Write the data below out again in full, exactly as shown.

--- Records for the task ---

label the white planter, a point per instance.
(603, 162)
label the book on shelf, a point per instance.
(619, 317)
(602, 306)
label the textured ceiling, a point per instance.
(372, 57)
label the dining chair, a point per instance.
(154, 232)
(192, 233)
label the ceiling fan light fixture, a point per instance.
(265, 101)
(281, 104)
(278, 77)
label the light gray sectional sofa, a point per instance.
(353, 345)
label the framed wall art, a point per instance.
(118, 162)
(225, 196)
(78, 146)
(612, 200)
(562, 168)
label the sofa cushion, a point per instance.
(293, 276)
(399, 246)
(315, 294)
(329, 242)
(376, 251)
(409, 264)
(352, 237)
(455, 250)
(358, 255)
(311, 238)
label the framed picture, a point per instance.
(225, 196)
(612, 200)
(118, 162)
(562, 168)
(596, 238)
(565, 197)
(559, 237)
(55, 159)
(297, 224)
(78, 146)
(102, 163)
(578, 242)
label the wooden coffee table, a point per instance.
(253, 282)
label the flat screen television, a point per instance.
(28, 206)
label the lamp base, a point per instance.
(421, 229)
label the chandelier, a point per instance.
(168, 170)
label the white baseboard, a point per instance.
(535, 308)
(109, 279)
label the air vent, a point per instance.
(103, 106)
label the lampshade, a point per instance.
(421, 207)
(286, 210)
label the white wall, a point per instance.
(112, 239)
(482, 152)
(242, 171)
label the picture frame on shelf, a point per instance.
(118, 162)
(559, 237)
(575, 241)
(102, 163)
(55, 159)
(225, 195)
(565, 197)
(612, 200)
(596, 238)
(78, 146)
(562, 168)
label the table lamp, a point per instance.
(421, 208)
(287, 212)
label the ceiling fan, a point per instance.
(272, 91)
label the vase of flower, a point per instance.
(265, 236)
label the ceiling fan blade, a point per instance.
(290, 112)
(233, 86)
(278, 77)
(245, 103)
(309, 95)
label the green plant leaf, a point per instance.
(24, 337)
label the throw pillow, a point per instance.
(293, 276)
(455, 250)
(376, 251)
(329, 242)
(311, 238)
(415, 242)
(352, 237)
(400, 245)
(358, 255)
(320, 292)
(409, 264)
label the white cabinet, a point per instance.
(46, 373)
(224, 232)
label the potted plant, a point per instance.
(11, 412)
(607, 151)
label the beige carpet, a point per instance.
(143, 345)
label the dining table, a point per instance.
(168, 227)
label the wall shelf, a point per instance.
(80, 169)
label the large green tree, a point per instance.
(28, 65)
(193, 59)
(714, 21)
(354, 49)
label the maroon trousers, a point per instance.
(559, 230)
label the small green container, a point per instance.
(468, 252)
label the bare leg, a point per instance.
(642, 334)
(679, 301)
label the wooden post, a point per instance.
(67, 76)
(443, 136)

---

Response:
label the white planter, a point per instance.
(603, 162)
label the book on shelf, a point per instance.
(619, 317)
(602, 306)
label the textured ceiling, a point per instance.
(372, 57)
label the dining chair, a point per instance.
(154, 232)
(192, 233)
label the ceiling fan light fixture, a point per instance.
(265, 101)
(281, 104)
(278, 77)
label the light gray sectional sofa, a point per instance.
(353, 345)
label the framed wall art, a point per instance.
(118, 162)
(225, 196)
(78, 146)
(612, 200)
(562, 168)
label the sofa cushion, a point per instance.
(293, 276)
(399, 246)
(315, 294)
(329, 242)
(376, 251)
(409, 264)
(352, 237)
(455, 250)
(358, 255)
(311, 238)
label the framed picture, a point per instance.
(225, 196)
(612, 200)
(118, 162)
(562, 168)
(596, 238)
(565, 197)
(559, 237)
(55, 159)
(297, 224)
(78, 146)
(102, 163)
(578, 242)
label the wooden coffee table, a point per instance.
(253, 282)
label the flat screen television, a point per instance.
(28, 206)
label the lamp base, a point per instance.
(421, 229)
label the chandelier, a point per instance.
(168, 170)
label the white baseboard, a point per instance.
(535, 308)
(109, 279)
label the air vent, a point per instance.
(103, 106)
label the lampshade, a point per instance.
(421, 207)
(286, 210)
label the white wall, a point per instance.
(112, 239)
(482, 152)
(242, 171)
label the picture frame on shelf, a point per instance.
(118, 162)
(559, 237)
(575, 241)
(102, 163)
(55, 159)
(225, 195)
(565, 197)
(612, 200)
(596, 238)
(78, 146)
(562, 168)
label the table lamp, a point per instance.
(421, 208)
(287, 212)
label the ceiling fan, a point per instance.
(272, 91)
label the vase of flower, a point per instance.
(265, 236)
label the ceiling fan blade, a point per instance.
(290, 112)
(233, 86)
(278, 77)
(245, 103)
(309, 95)
label the green plant leaf, a point per instance.
(24, 337)
label the throw pillow, a point per instance.
(293, 276)
(455, 250)
(376, 251)
(329, 242)
(311, 238)
(415, 242)
(352, 237)
(400, 245)
(358, 255)
(320, 292)
(409, 264)
label the white cabinet, a point per instance.
(46, 373)
(224, 232)
label the potted plant, a point per instance.
(11, 412)
(607, 151)
label the beige carpet, a point per instance.
(143, 345)
label the dining table, a point per instance.
(168, 227)
label the wall shelf, a point per instance.
(80, 169)
label the large green tree, a point per instance.
(28, 65)
(193, 59)
(714, 21)
(354, 49)
label the maroon trousers, a point per instance.
(559, 230)
label the small green container, a point per instance.
(468, 252)
label the bare leg, a point per instance.
(642, 334)
(679, 301)
label the wooden post, a point per instance.
(67, 76)
(443, 136)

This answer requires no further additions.